• REQUIRED WORK:
a: From the article on autumn leaves and berries, return everything from "Data collected by" down to "and horse chestnut.", copied word for word.
b: Answer these questions using the article on autumn leaves and berries:
(i) About how many days later than previous years are the first leaf tinting records for species such as ash, elder, oak and horse chestnut?
(ii) On the 1-5 scale for fruit abundance, what does a score of 5 stand for?
(iii) What position does Dr Kate Lewthwaite hold?
======== ARTICLE
Citizen science records collected by public for the Woodland Trust show autumn has finally arrived, and experts predict one of the best autumn colour displays in years. Fruiting data also shows the best crop of autumn berries in over a decade.

Data collected by the public for the Woodland Trust’s Nature’s Calendar project suggests that autumn has arrived, as records of leaf tinting in tree species such as horse chestnut, beech and sycamore are being recorded across the country (live maps). The data suggests that autumn colour is more than two weeks later than average, as first leaf tinting records are around 14 days later than previous years for species such as ash, elder, oak and horse chestnut.

Experts at the Trust predict weather conditions will create vibrant colours this autumn, making this year particularly great for ‘leaf peeping’. Both chemical and weather conditions can have an effect on autumn colour, and this year’s weather conditions have been optimum for an array of vibrant leaf tinting.1

The records collected for the Trust’s Nature’s Calendar project have also shown the best crop of autumn fruit since fruiting records started 12 years ago, for crops of bramble, rowan and elder. Nature’s Calendar asks members of the public to record first sightings of leaf tint along with that of ripe berries, scoring the abundance of fruit on a scale of 1-5, 1 being no fruit and 5 being exceptional. Last year’s Nature’s Calendar records displayed the lowest fruiting scores on average since the Trust started collecting records 12 years ago, for 14 of the 16 tree and shrubs species recorded by the project’s volunteers.2 This year’s records have shown almost the opposite, as records sent in so far of bramble, rowan and elder are the highest in over a decade.3

Dr Kate Lewthwaite, Nature’s Calendar Project Manager said: “Our records have identified that autumn colour is around two weeks late with the active growing season for trees and shrubs a little extended this year. The good news for wildlife is that it should be much better placed to survive the winter this year thanks to the bountiful crop of fruit. This is particularly good for hibernating species that need to store enough fat reserves to last through winter. Last year, birds and mammals suffered some of the poorest fruiting crop in years and this, coupled with the prolonged cold snap in spring, meant that many species had to endure a long period without a decent food supply.”
================
======== EXTRACTED RECORDS
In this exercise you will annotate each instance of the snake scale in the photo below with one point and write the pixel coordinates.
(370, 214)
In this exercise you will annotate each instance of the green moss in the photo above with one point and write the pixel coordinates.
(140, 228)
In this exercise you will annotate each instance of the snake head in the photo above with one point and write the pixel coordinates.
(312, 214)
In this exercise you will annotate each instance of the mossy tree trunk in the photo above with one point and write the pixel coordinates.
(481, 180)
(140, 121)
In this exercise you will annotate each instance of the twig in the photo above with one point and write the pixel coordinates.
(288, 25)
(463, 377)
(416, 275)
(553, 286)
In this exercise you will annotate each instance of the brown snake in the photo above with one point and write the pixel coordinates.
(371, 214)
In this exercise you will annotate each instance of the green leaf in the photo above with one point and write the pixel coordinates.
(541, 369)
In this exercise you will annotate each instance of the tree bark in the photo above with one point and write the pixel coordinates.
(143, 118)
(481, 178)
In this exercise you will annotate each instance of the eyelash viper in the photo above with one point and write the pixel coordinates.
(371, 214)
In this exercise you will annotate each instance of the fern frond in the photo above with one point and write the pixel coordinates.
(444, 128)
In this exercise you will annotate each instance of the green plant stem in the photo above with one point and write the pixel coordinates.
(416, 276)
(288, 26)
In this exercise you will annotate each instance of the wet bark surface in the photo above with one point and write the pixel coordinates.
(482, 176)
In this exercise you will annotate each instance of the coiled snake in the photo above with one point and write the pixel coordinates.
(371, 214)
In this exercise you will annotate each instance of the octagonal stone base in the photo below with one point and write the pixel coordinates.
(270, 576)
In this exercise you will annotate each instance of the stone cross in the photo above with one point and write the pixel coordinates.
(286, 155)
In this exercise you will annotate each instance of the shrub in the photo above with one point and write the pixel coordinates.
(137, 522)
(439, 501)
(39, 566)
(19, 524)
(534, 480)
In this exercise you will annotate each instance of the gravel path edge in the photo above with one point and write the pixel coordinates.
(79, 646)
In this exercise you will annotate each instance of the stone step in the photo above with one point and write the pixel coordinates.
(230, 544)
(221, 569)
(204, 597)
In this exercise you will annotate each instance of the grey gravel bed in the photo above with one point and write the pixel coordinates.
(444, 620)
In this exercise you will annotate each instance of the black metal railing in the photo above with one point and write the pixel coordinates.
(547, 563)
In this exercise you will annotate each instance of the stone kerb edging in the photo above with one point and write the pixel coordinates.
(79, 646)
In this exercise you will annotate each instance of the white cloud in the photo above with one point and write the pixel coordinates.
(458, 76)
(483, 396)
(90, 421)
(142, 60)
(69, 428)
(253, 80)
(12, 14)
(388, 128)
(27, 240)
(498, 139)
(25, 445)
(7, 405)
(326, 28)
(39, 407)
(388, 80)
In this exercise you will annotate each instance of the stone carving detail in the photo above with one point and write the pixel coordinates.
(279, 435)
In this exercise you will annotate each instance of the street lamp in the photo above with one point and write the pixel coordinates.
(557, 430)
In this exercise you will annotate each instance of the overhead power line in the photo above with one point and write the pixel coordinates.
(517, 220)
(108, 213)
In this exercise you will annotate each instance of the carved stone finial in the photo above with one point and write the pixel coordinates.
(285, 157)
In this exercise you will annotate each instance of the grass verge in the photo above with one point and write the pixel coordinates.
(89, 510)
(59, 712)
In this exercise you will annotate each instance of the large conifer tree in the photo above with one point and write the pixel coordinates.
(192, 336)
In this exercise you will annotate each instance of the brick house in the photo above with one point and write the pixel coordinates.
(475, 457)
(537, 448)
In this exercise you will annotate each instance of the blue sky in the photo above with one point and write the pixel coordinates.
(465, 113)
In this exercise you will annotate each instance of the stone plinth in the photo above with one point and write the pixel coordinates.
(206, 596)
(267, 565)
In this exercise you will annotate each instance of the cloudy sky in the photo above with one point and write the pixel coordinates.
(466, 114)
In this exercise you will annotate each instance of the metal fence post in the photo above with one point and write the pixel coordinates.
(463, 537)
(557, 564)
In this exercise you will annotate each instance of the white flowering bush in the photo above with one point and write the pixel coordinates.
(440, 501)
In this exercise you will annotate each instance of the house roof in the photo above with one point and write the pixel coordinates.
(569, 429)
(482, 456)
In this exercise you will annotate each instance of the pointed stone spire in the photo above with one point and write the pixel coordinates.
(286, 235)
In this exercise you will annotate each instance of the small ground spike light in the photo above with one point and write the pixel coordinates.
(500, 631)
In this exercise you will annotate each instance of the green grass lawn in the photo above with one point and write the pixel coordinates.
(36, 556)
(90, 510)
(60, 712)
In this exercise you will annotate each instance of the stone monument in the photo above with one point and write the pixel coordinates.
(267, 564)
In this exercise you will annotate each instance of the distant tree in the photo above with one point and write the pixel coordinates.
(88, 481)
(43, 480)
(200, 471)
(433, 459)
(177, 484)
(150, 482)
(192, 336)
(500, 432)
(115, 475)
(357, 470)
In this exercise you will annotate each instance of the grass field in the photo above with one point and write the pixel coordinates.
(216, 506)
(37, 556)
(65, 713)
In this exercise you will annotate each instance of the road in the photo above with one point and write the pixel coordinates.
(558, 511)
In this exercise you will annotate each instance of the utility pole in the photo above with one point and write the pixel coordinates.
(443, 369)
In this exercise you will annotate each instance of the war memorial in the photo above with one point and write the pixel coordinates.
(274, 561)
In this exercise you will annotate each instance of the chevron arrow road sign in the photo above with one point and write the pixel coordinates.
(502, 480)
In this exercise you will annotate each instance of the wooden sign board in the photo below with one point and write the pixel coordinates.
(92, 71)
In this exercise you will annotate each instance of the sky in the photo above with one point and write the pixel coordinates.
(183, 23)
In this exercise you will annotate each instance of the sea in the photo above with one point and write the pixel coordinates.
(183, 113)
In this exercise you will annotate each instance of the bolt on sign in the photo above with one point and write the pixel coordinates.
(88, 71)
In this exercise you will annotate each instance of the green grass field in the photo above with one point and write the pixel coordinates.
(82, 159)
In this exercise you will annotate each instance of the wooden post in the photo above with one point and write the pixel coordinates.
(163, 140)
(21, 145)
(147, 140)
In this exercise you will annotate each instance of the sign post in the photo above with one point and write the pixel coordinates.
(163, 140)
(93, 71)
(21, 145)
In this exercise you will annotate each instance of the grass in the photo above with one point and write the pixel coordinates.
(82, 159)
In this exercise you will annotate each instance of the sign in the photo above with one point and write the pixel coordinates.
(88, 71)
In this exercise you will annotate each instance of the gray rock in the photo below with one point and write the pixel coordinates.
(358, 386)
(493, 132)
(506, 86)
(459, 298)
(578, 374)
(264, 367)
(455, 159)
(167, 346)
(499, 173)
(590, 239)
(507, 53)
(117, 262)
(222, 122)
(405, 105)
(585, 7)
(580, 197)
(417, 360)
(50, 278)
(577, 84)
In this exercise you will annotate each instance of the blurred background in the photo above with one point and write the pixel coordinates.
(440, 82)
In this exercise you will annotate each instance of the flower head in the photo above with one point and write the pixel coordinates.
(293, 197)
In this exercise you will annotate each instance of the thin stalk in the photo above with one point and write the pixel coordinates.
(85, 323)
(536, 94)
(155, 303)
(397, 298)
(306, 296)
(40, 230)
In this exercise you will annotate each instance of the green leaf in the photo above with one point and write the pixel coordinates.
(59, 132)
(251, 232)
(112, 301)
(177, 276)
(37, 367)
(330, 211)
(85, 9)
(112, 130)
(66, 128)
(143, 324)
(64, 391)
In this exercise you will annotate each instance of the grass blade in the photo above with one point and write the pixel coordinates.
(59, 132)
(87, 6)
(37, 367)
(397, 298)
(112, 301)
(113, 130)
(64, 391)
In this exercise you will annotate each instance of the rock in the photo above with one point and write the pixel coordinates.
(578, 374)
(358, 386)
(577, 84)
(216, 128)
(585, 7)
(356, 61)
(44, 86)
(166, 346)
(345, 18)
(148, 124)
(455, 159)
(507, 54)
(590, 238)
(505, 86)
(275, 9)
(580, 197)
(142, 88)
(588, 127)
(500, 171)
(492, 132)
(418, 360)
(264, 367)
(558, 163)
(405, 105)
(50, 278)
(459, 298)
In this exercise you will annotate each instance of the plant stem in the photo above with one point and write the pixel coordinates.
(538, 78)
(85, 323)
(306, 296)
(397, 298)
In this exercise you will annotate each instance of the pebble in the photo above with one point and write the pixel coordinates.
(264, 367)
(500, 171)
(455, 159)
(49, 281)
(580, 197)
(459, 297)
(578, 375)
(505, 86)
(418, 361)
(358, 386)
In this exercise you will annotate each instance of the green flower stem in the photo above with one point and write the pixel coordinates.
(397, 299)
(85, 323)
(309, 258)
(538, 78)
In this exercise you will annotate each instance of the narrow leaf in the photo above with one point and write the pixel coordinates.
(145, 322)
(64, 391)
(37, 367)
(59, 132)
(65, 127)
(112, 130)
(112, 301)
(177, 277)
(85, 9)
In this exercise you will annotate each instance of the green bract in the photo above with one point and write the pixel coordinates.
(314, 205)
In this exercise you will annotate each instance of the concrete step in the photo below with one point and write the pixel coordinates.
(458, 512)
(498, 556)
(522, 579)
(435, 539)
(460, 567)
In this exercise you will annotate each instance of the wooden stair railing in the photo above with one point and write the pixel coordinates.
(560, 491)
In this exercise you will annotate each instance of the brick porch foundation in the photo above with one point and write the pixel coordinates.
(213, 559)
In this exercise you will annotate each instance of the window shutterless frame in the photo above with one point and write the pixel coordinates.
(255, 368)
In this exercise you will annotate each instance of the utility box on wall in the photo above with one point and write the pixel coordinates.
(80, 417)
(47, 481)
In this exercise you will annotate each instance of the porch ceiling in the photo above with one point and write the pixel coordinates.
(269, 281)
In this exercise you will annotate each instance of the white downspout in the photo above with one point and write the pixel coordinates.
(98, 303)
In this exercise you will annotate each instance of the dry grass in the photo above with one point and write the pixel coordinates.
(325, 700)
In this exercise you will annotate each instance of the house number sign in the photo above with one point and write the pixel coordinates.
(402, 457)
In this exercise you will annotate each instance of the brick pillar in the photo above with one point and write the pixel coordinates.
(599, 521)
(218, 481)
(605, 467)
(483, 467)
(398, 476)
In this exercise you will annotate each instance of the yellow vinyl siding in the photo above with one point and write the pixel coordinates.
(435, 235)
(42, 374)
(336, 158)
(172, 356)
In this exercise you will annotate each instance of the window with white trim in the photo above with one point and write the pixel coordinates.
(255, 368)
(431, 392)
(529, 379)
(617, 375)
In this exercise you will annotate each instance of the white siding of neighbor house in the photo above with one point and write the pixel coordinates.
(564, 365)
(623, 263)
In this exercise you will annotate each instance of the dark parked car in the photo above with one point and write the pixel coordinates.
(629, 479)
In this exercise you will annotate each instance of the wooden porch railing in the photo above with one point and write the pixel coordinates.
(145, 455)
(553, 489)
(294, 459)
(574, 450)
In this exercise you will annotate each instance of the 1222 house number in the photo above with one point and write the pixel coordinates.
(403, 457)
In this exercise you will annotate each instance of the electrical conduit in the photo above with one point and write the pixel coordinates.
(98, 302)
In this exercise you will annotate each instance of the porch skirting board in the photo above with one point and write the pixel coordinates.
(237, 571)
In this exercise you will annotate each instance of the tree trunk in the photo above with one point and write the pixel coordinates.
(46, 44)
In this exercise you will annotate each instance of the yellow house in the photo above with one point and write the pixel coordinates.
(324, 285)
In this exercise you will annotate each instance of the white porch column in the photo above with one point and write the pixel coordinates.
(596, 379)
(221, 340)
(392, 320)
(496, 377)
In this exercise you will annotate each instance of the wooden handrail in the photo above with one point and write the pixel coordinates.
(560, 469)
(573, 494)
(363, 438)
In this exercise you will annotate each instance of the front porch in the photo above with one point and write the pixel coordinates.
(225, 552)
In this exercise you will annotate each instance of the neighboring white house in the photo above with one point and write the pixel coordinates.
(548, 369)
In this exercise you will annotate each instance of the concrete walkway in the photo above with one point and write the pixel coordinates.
================
• ANSWERS BELOW:
a:
Data collected by the public for the Woodland Trust’s Nature’s Calendar project suggests that autumn has arrived, as records of leaf tinting in tree species such as horse chestnut, beech and sycamore are being recorded across the country (live maps). The data suggests that autumn colour is more than two weeks later than average, as first leaf tinting records are around 14 days later than previous years for species such as ash, elder, oak and horse chestnut.

b:
(i) Around 14 days.
(ii) Exceptional.
(iii) Nature's Calendar Project Manager.